— ASSIGNMENT —
Your response should be every line of the data, written out exactly.

Point-per-instance localization data

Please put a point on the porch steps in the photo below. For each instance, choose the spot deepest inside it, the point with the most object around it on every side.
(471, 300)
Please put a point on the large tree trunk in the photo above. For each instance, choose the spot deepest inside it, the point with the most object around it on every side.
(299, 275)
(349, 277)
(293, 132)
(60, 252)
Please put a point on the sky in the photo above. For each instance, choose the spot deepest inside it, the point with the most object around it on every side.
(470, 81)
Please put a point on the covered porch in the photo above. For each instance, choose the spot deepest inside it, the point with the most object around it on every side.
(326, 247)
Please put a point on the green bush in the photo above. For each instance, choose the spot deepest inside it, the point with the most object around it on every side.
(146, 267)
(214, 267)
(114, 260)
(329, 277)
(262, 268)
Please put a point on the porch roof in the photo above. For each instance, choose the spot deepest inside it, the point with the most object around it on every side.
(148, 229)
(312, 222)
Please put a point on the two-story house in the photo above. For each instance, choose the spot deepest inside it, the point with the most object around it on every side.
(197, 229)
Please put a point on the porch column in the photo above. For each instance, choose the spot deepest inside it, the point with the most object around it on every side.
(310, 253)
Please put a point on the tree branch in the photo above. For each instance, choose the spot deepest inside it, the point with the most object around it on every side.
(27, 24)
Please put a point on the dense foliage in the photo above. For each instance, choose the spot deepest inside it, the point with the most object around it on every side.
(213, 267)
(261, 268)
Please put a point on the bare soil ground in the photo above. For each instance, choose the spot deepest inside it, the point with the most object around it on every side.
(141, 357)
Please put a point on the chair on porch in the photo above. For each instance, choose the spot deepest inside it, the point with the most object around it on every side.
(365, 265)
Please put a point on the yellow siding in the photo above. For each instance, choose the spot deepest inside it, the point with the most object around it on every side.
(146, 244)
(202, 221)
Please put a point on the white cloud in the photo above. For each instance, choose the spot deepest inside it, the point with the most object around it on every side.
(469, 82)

— WRITTEN SOLUTION —
Please put a point on the porch steps in the photo below. For each instance, choose the spot deepest inside it, the point with the most object around it on every side.
(471, 300)
Please put a point on the large tree trunk in the photo above. For each instance, choose the spot deepest inside it, the point with the most object around it on every side.
(299, 275)
(349, 277)
(293, 132)
(60, 252)
Please put a point on the sky in the photo above. For each instance, choose the spot deepest inside it, the point with the most object around it on every side.
(470, 81)
Please put a point on the covered porch in the photo above. For each instance, choose the spot deepest inside it, the point with the most object around it on every side.
(326, 247)
Please put a point on the green bush in the photo above. For each instance, choose the spot deepest inside it, the point with the most object around it on every side.
(146, 267)
(214, 267)
(114, 260)
(329, 277)
(262, 268)
Please put a point on the porch roof in the photo above. For each instance, choose the spot deepest inside it, the point with the most object around it on every side.
(148, 229)
(312, 222)
Please put a point on the two-story house in the photo above. For each instance, choose the spot deepest inside it, the point with the most object around it on every side.
(197, 229)
Please put a point on the porch column in the photo above. For each instance, choose the spot deepest inside it, the point with the most object around it on every side.
(310, 253)
Please put a point on the tree branch in the photo above. For each instance, choose the spot deepest inside it, the point with the most object around it on every side.
(27, 24)
Please put a point on the dense foliage in the photo above. For each instance, choose the spot deepest inside it, the point with the most object around it on every side.
(213, 267)
(261, 268)
Please put a point on the bare soil ground in the photo above. For each instance, choose the spot deepest inside it, the point with the most object around it on every side.
(141, 357)
Please put a point on the chair on porch in the photo above. For each instance, choose the spot deepest inside it, the point with the most object around it on every side.
(365, 265)
Please put a point on the yellow siding in the photo above. For each instance, choose the spot deepest inside it, the point with the most object around it on every side.
(146, 244)
(202, 221)
Please put a point on the white cloud in the photo above. For each instance, choose the spot deepest inside it, the point with the most object around it on every side.
(469, 82)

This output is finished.